GIVEN TASK -
Find each line in the rows below that contains the word "Please" and copy those lines out. Case counts.

DATASET RECORDS -
══════

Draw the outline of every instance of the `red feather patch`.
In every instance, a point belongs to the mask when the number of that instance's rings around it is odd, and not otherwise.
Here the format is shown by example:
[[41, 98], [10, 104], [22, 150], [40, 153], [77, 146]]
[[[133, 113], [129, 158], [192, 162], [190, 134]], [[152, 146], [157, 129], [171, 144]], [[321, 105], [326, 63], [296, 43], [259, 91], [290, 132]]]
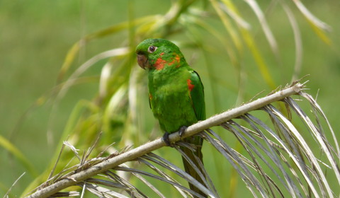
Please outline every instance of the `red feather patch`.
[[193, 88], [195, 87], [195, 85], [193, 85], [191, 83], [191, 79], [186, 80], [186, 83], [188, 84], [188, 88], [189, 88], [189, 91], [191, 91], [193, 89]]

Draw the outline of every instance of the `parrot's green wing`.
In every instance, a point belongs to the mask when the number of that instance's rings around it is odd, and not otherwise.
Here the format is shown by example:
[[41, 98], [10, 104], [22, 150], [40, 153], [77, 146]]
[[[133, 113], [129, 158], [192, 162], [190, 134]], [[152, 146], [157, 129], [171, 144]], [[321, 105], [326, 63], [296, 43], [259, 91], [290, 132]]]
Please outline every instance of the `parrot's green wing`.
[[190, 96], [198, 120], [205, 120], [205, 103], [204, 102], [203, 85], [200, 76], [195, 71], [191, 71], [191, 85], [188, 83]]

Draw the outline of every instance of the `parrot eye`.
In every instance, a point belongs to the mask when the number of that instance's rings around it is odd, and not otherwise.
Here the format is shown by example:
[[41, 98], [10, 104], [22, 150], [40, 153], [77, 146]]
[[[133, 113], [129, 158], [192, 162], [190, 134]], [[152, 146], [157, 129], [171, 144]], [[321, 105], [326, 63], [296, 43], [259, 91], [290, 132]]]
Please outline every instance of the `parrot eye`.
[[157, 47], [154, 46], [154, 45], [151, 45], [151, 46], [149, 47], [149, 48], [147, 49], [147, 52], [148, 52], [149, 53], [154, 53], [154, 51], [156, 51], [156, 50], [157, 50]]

══════

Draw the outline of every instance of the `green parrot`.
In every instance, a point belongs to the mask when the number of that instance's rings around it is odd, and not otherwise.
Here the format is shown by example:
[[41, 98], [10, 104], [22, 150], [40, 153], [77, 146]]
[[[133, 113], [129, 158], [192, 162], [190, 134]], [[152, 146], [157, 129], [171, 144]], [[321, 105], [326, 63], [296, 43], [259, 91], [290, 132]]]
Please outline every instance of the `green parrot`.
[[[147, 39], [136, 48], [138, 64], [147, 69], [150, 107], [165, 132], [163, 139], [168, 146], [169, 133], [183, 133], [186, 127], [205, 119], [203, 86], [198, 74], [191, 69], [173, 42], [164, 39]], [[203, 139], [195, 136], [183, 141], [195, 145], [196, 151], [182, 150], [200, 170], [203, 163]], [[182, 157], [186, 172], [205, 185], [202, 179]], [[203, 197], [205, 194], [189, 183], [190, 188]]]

══════

OUTPUT OF THE EXERCISE -
Please outline every instance of the `red feather patch`.
Please outline every instance of the `parrot's green wing`.
Please outline every instance of the `parrot eye`.
Please outline every instance of the `green parrot`.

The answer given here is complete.